Alex dispatching the crux of Merlin Direct, Tremadog
August 9, 2010
The northern half of the Cuillin Ridge from Sgurr Thearlaich
The last 2 days I have been out with David and Jane prepping them for their upcoming trip to Skye in September. They are heading there with a more experienced friend to attempt a traverse of the Cuillin ridge. While they have both done a lot of mountain walking and completed triathlons and marathons they knew they were lacking in some technical climbing and scrambling skills
So on Sunday we went climbing and climbed routes up to VS and refreshed their abseiling skills. Then today we scrambled up one route on the main cliff of Glyder fach and then scrambled down a fairly direct line on Bristly ridge. It was a great 2 days out and I wish them all well for their trip to Skye.

Goals —
A: Answer each question from the post about preparing David and Jane for Skye, one line per answer: (i) In which month is their trip to Skye? (ii) Up to what grade were the routes they climbed on Sunday? (iii) Which ridge did they scramble down today?
B: Reproduce word for word the part of the post about preparing David and Jane for Skye that begins at the words "Alex dispatching the" and stops after "trip to Skye.".
C: Resume writing the post about preparing David and Jane for Skye, picking up right after its final sentence.

Provided data —
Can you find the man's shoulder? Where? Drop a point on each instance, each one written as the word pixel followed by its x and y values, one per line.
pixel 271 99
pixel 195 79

Answers to the tasks —
A:
(i) September
(ii) VS
(iii) Bristly ridge

B:
Alex dispatching the crux of Merlin Direct, Tremadog
August 9, 2010
The northern half of the Cuillin Ridge from Sgurr Thearlaich
The last 2 days I have been out with David and Jane prepping them for their upcoming trip to Skye in September. They are heading there with a more experienced friend to attempt a traverse of the Cuillin ridge. While they have both done a lot of mountain walking and completed triathlons and marathons they knew they were lacking in some technical climbing and scrambling skills
So on Sunday we went climbing and climbed routes up to VS and refreshed their abseiling skills. Then today we scrambled up one route on the main cliff of Glyder fach and then scrambled down a fairly direct line on Bristly ridge. It was a great 2 days out and I wish them all well for their trip to Skye.

C:
August 7, 2010
Climbers enjoying the last pitch of Christmas Curry at Tremadog
Mike was keen for his first experience of outdoor rock today and from what I saw today it wont be his last. Despite the crag being damp and greasy first thing we got straight on with it and as the crag dried out we just kept upping the grade and learning more as we went.
In just one day we managed 4 routes:
Christmas Curry (severe)
One Step in the Clouds (VS)
Merlin Direct (HVS)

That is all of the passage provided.